**Document extract:**
>> start

Thanks very much Marko. I researched the query one step at a time and gained
much more knowledge about gremlin.
However, I wanted to do something a little bit different, instead of
comparing the "name" property of the children nodes to the source node, I
wanted to compare among the siblings of the children nodes (only first level
under the source node) and if there are duplicates, only keep the one with
the biggest degree of "bar" relationship. (The source node doesn't have a
"name" property).
For example,
v(1) --foo--> v(2) name: "abc" --bar--> (15 nodes)
v(1) --foo--> v(3) name: "abc --bar --> (20 nodes)
v(1) --foo--> v(4) name "xyz" --bar--> (15 nodes)
v(1) --foo--> v(5) name "xyz" --bar--> (25 nodes)
would become:
v(1) --foo--> v(3) name: "abc --bar --> (20 nodes)
v(1) --foo--> v(5) name "xyz" --bar--> (25 nodes)

>> end

**Dataset excerpt:**
>> start

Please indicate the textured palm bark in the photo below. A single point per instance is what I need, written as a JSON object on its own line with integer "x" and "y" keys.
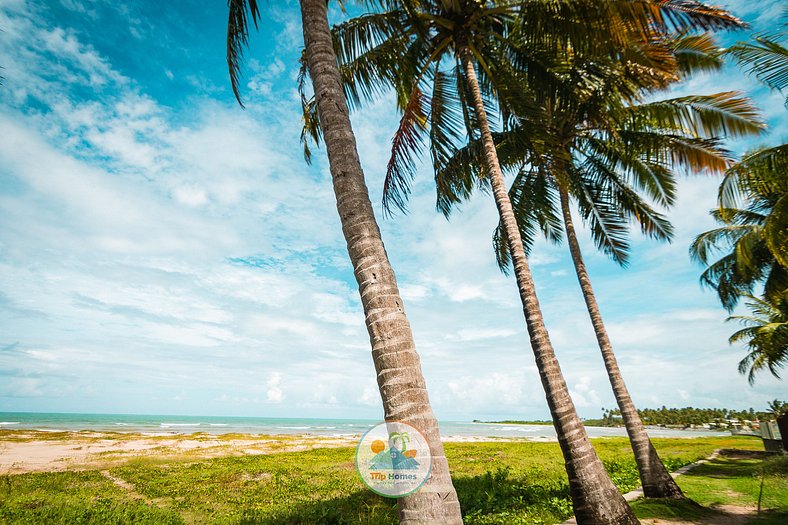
{"x": 399, "y": 375}
{"x": 595, "y": 499}
{"x": 657, "y": 481}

>> end

**Task details:** Carry on the forum post about deduplicating sibling nodes in a Gremlin query, picking up right after its last line.

**Right answer:**
So instead of doing
g.v(1).sideEffect{x =
it.getProperty('name')}.out('foo').filter{it.getProperty('name').equals(x)}
I proposed doing:
g.v(1).out("foo").transform{[it, it.name,
it.out("bar").count]}.aggregate.cap
to get an array of first level children nodes, their names, and degree of
"bar" edges like [v(2), "abc", 15], [v(3), "abc", 20], [v(4), "xyz", 15],
[v(5), "xyz", 20]
And then I can sort the array by the name property, and iterate through that
array to delete nodes that have a smaller count based on the count value
specified in each sub array.
But since my gremlin knowledge is still very limited, before digging too
much into this proposed solution I want to verify with you that it would
work and see if you have better or easier approach to do it (i.e. maybe one
simple method that I can make use that I'm not aware of). Thanks very much
again.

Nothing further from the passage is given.